**Problem requirements:** Please reproduce the rows below word for word, starting at the line that contains "Identify the hill" and ending at the end of the rows, with both ends included. Leave the pictures out of your answer.

Pointing dataset rows:
++++++

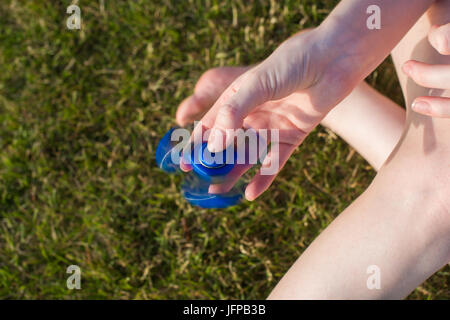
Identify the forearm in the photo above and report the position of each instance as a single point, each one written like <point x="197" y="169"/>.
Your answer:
<point x="358" y="50"/>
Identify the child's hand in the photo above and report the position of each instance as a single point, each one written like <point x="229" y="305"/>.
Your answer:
<point x="289" y="92"/>
<point x="432" y="76"/>
<point x="295" y="116"/>
<point x="302" y="64"/>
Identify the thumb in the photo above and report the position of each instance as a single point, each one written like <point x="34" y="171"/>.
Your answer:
<point x="237" y="101"/>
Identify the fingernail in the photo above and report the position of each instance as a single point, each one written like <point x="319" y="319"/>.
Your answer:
<point x="215" y="141"/>
<point x="421" y="106"/>
<point x="407" y="68"/>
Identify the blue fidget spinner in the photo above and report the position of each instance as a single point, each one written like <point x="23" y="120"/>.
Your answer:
<point x="208" y="168"/>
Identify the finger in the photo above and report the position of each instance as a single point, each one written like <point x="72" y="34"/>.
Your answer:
<point x="207" y="90"/>
<point x="432" y="106"/>
<point x="243" y="95"/>
<point x="428" y="76"/>
<point x="439" y="37"/>
<point x="261" y="181"/>
<point x="233" y="177"/>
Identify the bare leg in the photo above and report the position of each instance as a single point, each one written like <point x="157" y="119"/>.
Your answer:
<point x="401" y="223"/>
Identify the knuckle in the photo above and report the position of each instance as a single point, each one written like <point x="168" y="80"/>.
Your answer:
<point x="228" y="111"/>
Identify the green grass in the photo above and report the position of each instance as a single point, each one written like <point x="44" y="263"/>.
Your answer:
<point x="81" y="113"/>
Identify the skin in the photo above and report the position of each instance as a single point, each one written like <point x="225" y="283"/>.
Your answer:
<point x="401" y="223"/>
<point x="432" y="76"/>
<point x="303" y="68"/>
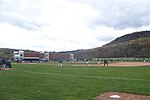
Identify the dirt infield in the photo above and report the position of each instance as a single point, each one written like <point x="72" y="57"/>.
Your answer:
<point x="127" y="64"/>
<point x="121" y="96"/>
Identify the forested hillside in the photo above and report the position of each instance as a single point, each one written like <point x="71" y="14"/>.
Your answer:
<point x="136" y="44"/>
<point x="131" y="45"/>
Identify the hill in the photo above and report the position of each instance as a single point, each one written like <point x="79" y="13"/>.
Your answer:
<point x="8" y="53"/>
<point x="136" y="44"/>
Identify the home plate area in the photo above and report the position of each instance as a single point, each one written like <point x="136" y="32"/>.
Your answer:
<point x="121" y="96"/>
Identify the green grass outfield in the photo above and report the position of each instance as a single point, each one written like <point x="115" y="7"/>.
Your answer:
<point x="49" y="82"/>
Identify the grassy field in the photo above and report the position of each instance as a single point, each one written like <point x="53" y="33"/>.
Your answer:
<point x="49" y="82"/>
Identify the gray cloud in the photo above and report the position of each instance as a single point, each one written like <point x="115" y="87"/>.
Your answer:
<point x="16" y="14"/>
<point x="120" y="14"/>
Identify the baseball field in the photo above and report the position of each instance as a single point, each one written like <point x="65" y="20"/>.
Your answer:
<point x="47" y="81"/>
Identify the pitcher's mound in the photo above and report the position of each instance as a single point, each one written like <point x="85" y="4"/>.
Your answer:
<point x="121" y="96"/>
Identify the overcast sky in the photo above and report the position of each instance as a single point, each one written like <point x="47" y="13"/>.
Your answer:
<point x="60" y="25"/>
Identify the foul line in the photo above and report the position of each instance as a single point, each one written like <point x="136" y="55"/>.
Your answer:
<point x="85" y="76"/>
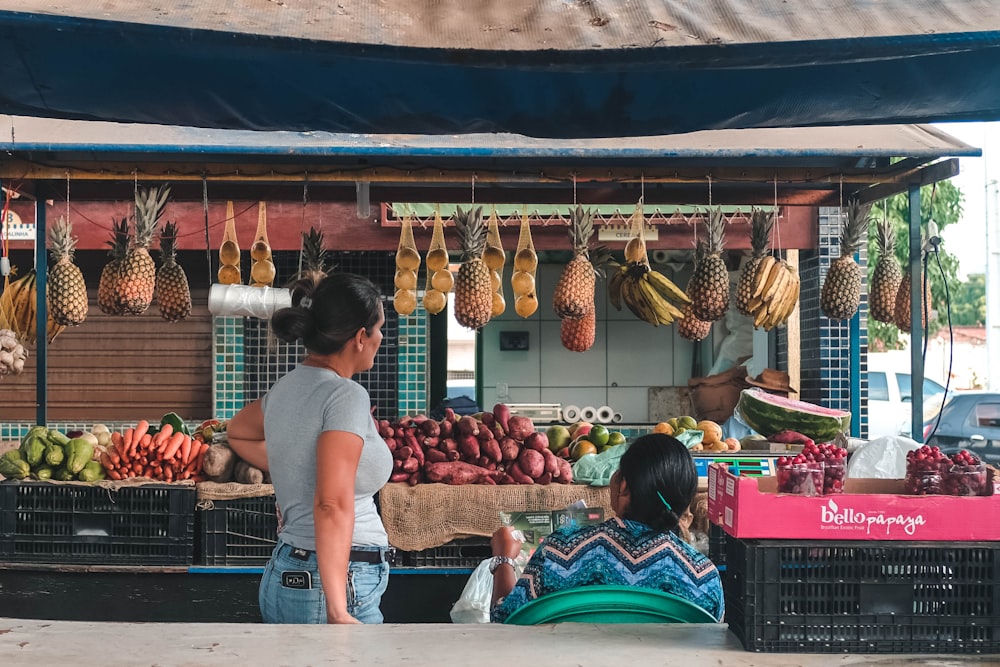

++++++

**Written solution:**
Identify the hill in the photo above and report the position of each instance as a single point, each one written like <point x="79" y="13"/>.
Your answer:
<point x="8" y="53"/>
<point x="136" y="44"/>
Identify the home plate area in the photo above and report the position of each instance as a single point, each one written like <point x="136" y="32"/>.
Your answer:
<point x="121" y="96"/>
Identify the green grass outfield in the photo above and report the position of each instance as a single point, each one written like <point x="115" y="7"/>.
Your answer:
<point x="49" y="82"/>
Identify the grassy field in the photo above and report the position of each instance as a single point, each one written like <point x="53" y="33"/>.
Your answer:
<point x="49" y="82"/>
Identify the gray cloud in the photo above and report the position of each instance as a single point, each one written like <point x="115" y="87"/>.
Your answer:
<point x="16" y="14"/>
<point x="120" y="14"/>
Identify the baseball field in the photo above and report the position of each instance as a single point, each one written like <point x="65" y="20"/>.
Your answer:
<point x="47" y="81"/>
Identify the pitcher's mound in the photo above and report the position of each instance as a single point, each one written like <point x="85" y="4"/>.
Your answer:
<point x="121" y="96"/>
Identify the overcast sky in the photo above and report the position of each instance as a single point, each one written like <point x="47" y="13"/>.
Your answer:
<point x="60" y="25"/>
Identify the foul line in the photo above and report the position of each instance as a single point, each one written like <point x="136" y="55"/>.
Your answer:
<point x="85" y="76"/>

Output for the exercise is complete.